● Uit te voeren opdracht
Neem uit het arrest hieronder het stuk van "Dit arrest is" tot en met "daarom opnieuw rechtdoen." over en vervang daarin "advocaat-generaal" door "officier van justitie".
[Tekst van pagina]
Parketnummer: 21-001636-11
Uitspraak d.d.: 24 januari 2012
TEGENSPRAAK
Arrest van de meervoudige kamer voor strafzaken
gewezen op het hoger beroep, ingesteld tegen het vonnis van de rechtbank Zutphen van 19 april 2011 in de strafzaak tegen
[verdachte],
geboren te [geboorteplaats] op [1971],
wonende te [woonplaats], [adres].
De verdachte heeft tegen het hiervoor genoemde vonnis hoger beroep ingesteld.
Dit arrest is gewezen naar aanleiding van het onderzoek op de terechtzittingen van het hof van 25 oktober 2011 en 10 januari 2012 en, overeenkomstig het bepaalde bij artikel 422 van het Wetboek van Strafvordering, het onderzoek op de terechtzitting in eerste aanleg.
Het hof heeft kennisgenomen van de vordering van de advocaat-generaal. Deze vordering is na voorlezing aan het hof overgelegd (zie voor de inhoud van de vordering bijlage I). Het hof heeft voorts kennisgenomen van hetgeen door verdachte en zijn raadsman, mr D.C Vlielander, naar voren is gebracht.
Het vonnis waarvan beroep
Het hof zal het vonnis waarvan beroep om proceseconomische redenen vernietigen en daarom opnieuw rechtdoen.
[/Tekst van pagina]
[Bronmateriaal]
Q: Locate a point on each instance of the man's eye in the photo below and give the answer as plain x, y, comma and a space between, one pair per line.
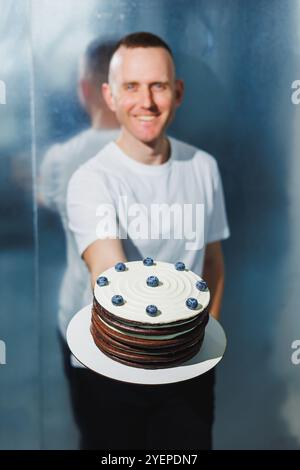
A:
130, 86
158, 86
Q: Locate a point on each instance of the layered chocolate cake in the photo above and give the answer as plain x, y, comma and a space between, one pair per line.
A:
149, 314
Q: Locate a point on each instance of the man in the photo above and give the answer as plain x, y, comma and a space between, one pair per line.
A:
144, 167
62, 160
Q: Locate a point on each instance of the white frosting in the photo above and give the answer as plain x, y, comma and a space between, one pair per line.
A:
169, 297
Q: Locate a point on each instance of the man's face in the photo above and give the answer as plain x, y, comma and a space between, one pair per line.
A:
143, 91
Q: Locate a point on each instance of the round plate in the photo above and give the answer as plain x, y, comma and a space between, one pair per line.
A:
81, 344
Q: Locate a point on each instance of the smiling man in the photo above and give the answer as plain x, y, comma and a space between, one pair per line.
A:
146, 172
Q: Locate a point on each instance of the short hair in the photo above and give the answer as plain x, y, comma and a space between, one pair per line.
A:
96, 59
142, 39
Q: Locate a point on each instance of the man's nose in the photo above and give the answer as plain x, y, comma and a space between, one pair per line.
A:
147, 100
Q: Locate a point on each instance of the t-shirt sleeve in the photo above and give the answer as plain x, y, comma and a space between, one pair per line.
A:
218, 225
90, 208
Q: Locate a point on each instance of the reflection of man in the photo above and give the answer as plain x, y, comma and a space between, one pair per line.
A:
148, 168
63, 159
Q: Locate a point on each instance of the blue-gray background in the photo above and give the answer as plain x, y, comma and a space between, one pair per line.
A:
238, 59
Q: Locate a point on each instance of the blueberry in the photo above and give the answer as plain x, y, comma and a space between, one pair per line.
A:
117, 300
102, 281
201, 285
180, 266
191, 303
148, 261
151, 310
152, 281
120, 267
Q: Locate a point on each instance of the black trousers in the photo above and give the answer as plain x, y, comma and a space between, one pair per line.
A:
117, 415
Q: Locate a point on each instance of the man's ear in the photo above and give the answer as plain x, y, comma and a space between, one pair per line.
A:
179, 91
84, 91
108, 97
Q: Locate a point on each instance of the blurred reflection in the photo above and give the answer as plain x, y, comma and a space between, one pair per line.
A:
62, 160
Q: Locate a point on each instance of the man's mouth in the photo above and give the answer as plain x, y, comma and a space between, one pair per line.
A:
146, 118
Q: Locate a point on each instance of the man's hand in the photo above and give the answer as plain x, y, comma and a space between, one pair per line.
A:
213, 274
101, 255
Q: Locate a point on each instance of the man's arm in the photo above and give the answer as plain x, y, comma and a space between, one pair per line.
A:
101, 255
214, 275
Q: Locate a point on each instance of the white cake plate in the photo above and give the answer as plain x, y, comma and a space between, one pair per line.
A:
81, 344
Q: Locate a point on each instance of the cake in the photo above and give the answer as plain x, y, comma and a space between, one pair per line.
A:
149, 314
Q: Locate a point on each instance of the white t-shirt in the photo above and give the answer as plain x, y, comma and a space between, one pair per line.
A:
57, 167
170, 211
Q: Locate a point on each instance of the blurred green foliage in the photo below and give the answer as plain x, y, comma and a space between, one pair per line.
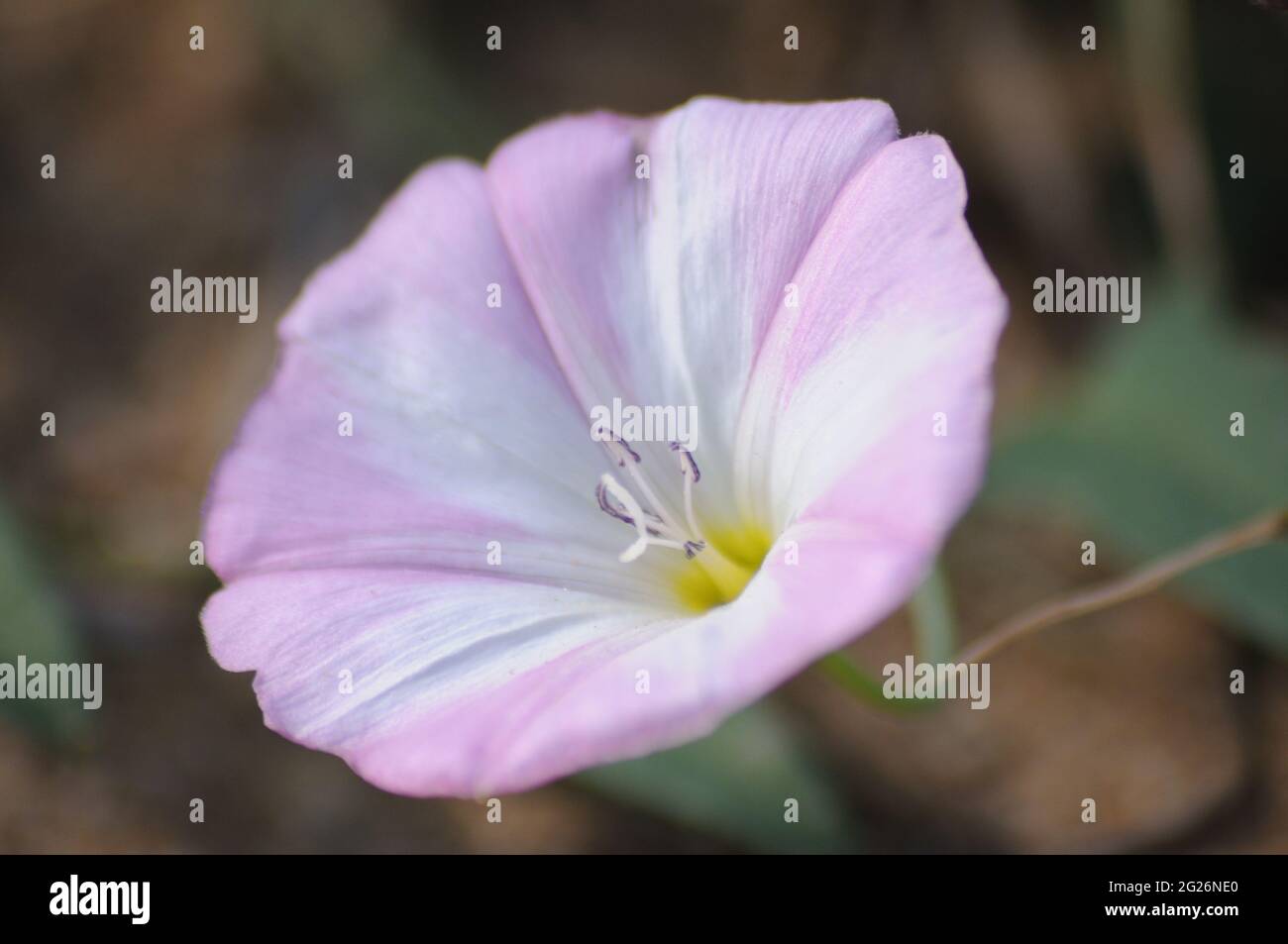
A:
[/Bronmateriaal]
● Verwachte uitvoer
Dit arrest is gewezen naar aanleiding van het onderzoek op de terechtzittingen van het hof van 25 oktober 2011 en 10 januari 2012 en, overeenkomstig het bepaalde bij artikel 422 van het Wetboek van Strafvordering, het onderzoek op de terechtzitting in eerste aanleg.
Het hof heeft kennisgenomen van de vordering van de officier van justitie. Deze vordering is na voorlezing aan het hof overgelegd (zie voor de inhoud van de vordering bijlage I). Het hof heeft voorts kennisgenomen van hetgeen door verdachte en zijn raadsman, mr D.C Vlielander, naar voren is gebracht.
Het vonnis waarvan beroep
Het hof zal het vonnis waarvan beroep om proceseconomische redenen vernietigen en daarom opnieuw rechtdoen.